▼

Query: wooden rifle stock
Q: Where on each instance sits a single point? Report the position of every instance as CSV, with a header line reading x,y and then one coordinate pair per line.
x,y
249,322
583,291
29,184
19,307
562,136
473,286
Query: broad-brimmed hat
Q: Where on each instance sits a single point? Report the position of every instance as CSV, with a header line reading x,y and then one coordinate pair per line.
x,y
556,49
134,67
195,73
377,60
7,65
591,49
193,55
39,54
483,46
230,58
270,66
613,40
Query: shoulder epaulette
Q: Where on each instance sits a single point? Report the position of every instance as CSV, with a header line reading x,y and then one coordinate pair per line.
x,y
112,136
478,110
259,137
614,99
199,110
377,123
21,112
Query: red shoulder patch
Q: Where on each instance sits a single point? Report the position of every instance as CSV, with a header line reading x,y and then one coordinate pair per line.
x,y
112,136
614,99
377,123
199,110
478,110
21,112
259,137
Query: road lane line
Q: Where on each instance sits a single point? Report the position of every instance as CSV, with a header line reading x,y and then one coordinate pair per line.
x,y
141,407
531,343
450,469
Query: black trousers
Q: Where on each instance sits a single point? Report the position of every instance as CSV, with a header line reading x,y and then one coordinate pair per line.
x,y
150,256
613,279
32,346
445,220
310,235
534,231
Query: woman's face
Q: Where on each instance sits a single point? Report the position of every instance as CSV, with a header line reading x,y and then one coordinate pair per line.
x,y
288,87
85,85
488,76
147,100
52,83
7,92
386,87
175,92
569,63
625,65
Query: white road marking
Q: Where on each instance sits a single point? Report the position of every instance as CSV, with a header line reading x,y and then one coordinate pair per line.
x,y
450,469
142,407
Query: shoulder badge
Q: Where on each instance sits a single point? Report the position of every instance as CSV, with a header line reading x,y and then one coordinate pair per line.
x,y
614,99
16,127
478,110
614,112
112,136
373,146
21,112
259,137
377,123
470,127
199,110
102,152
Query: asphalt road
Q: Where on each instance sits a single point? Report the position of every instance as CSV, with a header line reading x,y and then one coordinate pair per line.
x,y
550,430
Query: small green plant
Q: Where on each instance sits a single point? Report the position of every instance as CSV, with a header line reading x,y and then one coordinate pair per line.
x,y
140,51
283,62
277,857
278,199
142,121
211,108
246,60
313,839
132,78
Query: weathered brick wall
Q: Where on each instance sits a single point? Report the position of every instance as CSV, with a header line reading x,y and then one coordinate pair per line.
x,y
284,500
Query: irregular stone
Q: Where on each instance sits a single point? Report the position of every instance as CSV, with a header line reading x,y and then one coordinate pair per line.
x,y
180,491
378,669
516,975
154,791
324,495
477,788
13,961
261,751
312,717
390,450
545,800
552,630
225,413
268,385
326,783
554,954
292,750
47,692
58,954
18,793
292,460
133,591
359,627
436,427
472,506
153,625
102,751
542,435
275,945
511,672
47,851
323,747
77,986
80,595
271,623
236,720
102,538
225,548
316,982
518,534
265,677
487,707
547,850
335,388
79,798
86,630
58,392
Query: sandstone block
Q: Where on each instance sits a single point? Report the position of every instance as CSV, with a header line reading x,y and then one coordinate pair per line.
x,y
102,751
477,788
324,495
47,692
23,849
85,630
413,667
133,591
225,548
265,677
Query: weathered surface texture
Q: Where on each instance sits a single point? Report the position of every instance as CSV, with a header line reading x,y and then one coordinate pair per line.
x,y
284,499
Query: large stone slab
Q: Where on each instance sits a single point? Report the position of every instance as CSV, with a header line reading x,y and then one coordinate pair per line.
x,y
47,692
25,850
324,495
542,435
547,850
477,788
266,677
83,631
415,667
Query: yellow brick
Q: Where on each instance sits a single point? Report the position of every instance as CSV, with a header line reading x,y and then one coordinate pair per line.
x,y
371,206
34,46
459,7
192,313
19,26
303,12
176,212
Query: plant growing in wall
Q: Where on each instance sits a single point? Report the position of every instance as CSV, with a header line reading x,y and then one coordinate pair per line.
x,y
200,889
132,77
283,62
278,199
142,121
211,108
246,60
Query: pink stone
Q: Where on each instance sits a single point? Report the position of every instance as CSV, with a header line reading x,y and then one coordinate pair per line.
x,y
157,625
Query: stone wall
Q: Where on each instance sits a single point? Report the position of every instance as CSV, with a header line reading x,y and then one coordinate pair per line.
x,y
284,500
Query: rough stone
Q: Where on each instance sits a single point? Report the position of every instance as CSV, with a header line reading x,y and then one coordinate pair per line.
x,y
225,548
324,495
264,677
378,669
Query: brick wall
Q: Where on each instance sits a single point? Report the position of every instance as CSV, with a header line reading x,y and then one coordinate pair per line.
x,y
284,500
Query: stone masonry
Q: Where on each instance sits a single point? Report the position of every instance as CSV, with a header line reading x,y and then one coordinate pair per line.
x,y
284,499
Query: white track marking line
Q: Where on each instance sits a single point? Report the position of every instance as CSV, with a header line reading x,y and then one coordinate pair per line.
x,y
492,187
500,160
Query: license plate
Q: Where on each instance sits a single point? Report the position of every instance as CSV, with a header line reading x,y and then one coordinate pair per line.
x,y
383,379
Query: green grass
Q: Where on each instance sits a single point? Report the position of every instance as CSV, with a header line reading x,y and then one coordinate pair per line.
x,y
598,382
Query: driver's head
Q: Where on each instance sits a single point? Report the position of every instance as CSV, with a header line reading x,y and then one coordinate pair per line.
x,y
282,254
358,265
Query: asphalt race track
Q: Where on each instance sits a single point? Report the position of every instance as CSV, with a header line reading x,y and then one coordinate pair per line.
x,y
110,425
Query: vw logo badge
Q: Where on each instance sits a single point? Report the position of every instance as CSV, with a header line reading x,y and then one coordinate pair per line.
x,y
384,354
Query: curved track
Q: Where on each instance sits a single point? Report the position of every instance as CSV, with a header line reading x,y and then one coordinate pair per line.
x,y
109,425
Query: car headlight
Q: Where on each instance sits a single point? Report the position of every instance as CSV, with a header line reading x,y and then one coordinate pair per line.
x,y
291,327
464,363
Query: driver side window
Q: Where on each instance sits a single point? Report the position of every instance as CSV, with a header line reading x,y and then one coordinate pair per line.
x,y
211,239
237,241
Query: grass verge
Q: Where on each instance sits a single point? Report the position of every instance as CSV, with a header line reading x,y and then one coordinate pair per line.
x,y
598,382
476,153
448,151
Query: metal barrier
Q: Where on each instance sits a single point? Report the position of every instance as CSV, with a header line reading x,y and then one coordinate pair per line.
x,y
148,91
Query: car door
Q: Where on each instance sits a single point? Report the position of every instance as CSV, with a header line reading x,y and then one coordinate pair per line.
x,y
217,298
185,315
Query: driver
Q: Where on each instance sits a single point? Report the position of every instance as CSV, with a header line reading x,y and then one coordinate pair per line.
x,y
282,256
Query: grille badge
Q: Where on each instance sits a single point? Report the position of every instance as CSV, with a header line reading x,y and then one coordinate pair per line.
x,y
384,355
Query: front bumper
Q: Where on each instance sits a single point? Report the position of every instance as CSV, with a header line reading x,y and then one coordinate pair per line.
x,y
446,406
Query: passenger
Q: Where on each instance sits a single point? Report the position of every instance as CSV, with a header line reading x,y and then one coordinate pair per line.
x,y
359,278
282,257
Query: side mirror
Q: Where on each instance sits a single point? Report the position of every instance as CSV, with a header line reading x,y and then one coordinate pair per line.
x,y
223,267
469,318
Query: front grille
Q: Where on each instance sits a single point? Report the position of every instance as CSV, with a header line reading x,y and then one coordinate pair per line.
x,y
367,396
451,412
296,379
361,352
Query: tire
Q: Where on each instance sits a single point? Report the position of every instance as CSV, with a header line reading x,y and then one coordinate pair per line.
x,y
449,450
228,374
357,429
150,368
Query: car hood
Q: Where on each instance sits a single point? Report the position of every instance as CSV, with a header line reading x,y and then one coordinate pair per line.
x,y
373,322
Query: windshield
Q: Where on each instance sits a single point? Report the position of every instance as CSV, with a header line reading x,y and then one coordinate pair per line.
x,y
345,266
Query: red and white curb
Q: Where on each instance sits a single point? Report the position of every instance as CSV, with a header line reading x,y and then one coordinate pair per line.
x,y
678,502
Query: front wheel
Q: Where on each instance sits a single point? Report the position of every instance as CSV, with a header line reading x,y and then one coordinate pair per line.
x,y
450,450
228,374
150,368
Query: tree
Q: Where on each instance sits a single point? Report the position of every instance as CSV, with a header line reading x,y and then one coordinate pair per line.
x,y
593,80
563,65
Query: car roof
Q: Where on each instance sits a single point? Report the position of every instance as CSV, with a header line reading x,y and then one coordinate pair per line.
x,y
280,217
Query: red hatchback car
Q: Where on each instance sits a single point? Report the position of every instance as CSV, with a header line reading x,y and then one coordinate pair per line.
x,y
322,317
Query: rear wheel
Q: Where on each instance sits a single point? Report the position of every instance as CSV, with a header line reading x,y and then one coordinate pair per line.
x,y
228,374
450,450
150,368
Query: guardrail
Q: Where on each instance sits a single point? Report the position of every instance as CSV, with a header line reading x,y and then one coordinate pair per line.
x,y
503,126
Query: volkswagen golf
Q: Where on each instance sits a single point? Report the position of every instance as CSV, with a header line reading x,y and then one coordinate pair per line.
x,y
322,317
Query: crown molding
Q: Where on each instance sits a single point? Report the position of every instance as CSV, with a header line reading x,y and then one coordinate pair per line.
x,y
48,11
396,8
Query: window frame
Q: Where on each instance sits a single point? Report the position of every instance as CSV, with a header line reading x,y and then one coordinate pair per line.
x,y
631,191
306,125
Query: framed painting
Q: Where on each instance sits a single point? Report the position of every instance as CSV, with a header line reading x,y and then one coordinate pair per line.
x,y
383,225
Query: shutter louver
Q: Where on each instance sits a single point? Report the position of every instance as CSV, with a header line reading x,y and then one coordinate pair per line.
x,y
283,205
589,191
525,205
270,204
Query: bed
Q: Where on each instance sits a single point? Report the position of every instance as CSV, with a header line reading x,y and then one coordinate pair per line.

▲

### [What you need to do]
Can you put the lines above, from the one holding "Query: framed painting" through the last line, inclusive, into a numbered list with any blank lines left out?

### [Answer]
1. Query: framed painting
2. Q: Where on each instance sits a single point? Report the position of every instance as CSV, with a header line reading x,y and then one coordinate pair per line.
3. x,y
4. 383,225
5. Query: shutter louver
6. Q: Where on each instance sits a single point? Report the position of every instance as CSV, with a header line reading x,y and then one coordinate pair per line.
7. x,y
8. 283,205
9. 589,191
10. 525,205
11. 270,204
12. Query: bed
13. Q: Where on each instance sits a single point? Report the position of every instance as CSV, with a header line reading x,y and then one coordinate pair per line.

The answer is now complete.